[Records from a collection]

== Segment start ==

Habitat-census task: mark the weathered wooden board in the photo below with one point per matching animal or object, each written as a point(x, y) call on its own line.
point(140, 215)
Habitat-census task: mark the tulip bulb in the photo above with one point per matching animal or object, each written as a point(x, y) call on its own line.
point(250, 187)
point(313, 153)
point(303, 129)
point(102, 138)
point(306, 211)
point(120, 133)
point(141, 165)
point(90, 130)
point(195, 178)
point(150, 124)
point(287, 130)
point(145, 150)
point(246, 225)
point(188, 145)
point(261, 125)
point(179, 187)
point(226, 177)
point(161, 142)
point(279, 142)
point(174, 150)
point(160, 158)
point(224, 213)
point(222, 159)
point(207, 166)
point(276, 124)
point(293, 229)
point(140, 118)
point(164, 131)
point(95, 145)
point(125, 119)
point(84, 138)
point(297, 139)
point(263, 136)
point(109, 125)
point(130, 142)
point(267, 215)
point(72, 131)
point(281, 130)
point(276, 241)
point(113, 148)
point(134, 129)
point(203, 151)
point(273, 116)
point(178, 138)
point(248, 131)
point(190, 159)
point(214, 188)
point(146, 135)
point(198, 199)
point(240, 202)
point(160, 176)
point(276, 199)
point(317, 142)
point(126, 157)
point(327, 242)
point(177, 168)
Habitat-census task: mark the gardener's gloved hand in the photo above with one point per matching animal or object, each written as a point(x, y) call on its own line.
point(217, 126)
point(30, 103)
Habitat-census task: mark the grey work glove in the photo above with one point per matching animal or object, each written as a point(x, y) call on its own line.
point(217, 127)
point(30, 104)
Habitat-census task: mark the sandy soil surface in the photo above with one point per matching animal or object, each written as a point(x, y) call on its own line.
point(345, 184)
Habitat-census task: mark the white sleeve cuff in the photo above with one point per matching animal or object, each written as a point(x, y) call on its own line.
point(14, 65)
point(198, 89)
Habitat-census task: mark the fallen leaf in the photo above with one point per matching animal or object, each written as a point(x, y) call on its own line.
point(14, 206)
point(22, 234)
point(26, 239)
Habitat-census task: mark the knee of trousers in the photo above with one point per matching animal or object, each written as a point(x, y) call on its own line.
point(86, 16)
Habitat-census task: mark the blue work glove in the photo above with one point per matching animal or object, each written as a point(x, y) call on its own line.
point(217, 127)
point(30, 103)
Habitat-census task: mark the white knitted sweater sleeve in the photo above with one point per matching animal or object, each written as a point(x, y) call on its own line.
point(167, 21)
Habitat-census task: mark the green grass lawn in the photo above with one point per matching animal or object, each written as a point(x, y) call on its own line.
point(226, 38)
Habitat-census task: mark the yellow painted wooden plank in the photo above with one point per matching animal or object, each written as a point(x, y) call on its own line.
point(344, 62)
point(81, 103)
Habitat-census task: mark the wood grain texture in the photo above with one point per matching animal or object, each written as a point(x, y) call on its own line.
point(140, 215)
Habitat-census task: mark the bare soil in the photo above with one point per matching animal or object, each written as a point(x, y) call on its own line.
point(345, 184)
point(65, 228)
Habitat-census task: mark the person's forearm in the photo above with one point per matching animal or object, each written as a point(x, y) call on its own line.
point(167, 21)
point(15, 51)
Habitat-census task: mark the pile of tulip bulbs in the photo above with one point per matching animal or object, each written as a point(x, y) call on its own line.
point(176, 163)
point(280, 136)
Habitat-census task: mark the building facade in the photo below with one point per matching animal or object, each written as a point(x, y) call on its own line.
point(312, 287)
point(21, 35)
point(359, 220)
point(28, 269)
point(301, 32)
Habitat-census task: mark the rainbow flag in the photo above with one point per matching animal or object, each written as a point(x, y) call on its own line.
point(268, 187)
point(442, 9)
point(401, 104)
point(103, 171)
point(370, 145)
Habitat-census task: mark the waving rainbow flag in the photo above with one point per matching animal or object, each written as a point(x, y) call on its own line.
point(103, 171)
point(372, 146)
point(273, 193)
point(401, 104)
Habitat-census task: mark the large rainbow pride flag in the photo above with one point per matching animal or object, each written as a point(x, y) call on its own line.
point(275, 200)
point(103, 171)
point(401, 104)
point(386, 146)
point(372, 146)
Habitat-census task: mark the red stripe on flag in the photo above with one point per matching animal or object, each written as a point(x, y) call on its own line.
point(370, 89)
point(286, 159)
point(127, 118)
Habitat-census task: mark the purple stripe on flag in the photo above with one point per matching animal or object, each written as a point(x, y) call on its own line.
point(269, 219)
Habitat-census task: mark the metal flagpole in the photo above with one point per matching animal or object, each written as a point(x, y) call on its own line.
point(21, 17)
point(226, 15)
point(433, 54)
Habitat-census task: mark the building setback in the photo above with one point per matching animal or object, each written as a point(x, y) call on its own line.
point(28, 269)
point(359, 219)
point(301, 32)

== Segment end ==

▶ **Task details**: Copy the entries exactly, leaving no line out.

▶ **Task answer**:
Habitat-census task: mark the weathered wooden board in the photo below with one point per matching animal or object, each written as a point(x, y) call on its own line.
point(140, 215)
Habitat-census task: mark the tulip bulb in the photo above with one point per matching animal or object, each written as a point(x, y) call on its own line.
point(250, 187)
point(313, 153)
point(303, 129)
point(102, 138)
point(306, 211)
point(120, 133)
point(141, 165)
point(90, 130)
point(195, 178)
point(150, 124)
point(287, 130)
point(145, 150)
point(246, 225)
point(188, 145)
point(261, 125)
point(179, 187)
point(226, 177)
point(161, 142)
point(279, 142)
point(174, 150)
point(160, 158)
point(224, 213)
point(222, 159)
point(207, 166)
point(276, 124)
point(293, 229)
point(140, 118)
point(164, 131)
point(95, 145)
point(125, 119)
point(84, 138)
point(297, 139)
point(263, 136)
point(109, 125)
point(130, 142)
point(267, 215)
point(72, 131)
point(281, 130)
point(276, 241)
point(113, 148)
point(134, 129)
point(203, 151)
point(273, 116)
point(178, 138)
point(248, 131)
point(190, 159)
point(214, 188)
point(146, 135)
point(198, 199)
point(240, 202)
point(160, 176)
point(276, 199)
point(317, 142)
point(126, 157)
point(327, 242)
point(177, 168)
Habitat-census task: mark the gardener's gloved hand in the photo above with one point per matching animal or object, each written as a point(x, y) call on its own line.
point(217, 126)
point(30, 103)
Habitat-census task: mark the grey work glove in the photo above with one point per matching animal or object, each written as a point(x, y) call on its own line.
point(217, 127)
point(30, 104)
Habitat-census task: mark the sandy soil surface in the photo above with one point per matching animal or object, each written as a point(x, y) call on its own line.
point(345, 184)
Habitat-census task: mark the white sleeve cuff in the photo above with one point per matching animal or object, each written as a point(x, y) call on its own line.
point(14, 65)
point(198, 89)
Habitat-census task: mark the fallen leaf in the photo above with one point per matching animal or object, each written as a point(x, y) call on its own line.
point(14, 206)
point(22, 234)
point(26, 239)
Habitat-census task: mark the knee of trousers in the photo above with one point per matching animal or object, each written as a point(x, y) call on its own line.
point(86, 16)
Habitat-census task: mark the blue work glove in the photo above with one point per matching animal or object, each written as a point(x, y) call on its own line.
point(217, 127)
point(30, 103)
Habitat-census task: mark the white knitted sweater sleeve in the photo above with one point per matching animal or object, each written as a point(x, y) call on its own line.
point(167, 21)
Habitat-census task: mark the green grass lawn in the photo above with one point per matching animal or object, each written as a point(x, y) call on its own line.
point(226, 38)
Habitat-census task: mark the yellow painted wooden plank in the photo above with one point per matching animal or object, each written as a point(x, y) call on its own line.
point(344, 62)
point(81, 103)
Habitat-census task: mark the wood grain texture in the photo above with one point per matching animal or object, each written as a point(x, y) call on its own line.
point(140, 215)
Habitat-census task: mark the bare soil in the photo above with one point per matching animal or object, each written as a point(x, y) call on its own line.
point(345, 184)
point(65, 228)
Habitat-census task: mark the person's forearm in the photo above with one point per matching animal or object, each written as a point(x, y) call on its own line.
point(167, 21)
point(15, 51)
Habitat-census task: mark the pile of tulip bulbs in the photo above with one point per matching animal or object, each written as a point(x, y) call on its own line.
point(176, 163)
point(280, 136)
Habitat-census task: mark the building facade in the photo below with one point per matching animal or object, each written as a point(x, y) call on its own line.
point(312, 287)
point(21, 35)
point(359, 220)
point(28, 269)
point(301, 32)
Habitat-census task: mark the rainbow flag in the photo above with one point per matching animal or object, each written as a point(x, y) call on its own line.
point(268, 187)
point(442, 9)
point(401, 104)
point(103, 171)
point(370, 145)
Habitat-census task: mark the waving rainbow flag in the photo above with one point per matching animal or object, each written as a point(x, y) call on its own line.
point(103, 171)
point(372, 146)
point(273, 193)
point(401, 104)
Habitat-census task: mark the large rainbow pride flag in the photo above with one point per matching animal or object, each written as a point(x, y) call on its own line.
point(275, 200)
point(103, 171)
point(401, 104)
point(386, 146)
point(372, 146)
Habitat-census task: mark the red stripe on flag in the photo above with one point per matching animal or object, each written as a point(x, y) call on its own line.
point(370, 89)
point(286, 159)
point(127, 118)
Habitat-census task: mark the purple stripe on flag in the photo above with one point per matching animal or object, each written as a point(x, y) call on its own line.
point(269, 219)
Habitat-census task: mark the metal flagpole in the photo above with one point per matching animal or object, each written as a point(x, y) call on its own line.
point(21, 17)
point(226, 15)
point(433, 54)
Habitat-census task: mark the building setback in the photo above with one point per matching animal or object, each written as a point(x, y) call on its own line.
point(28, 269)
point(359, 219)
point(301, 32)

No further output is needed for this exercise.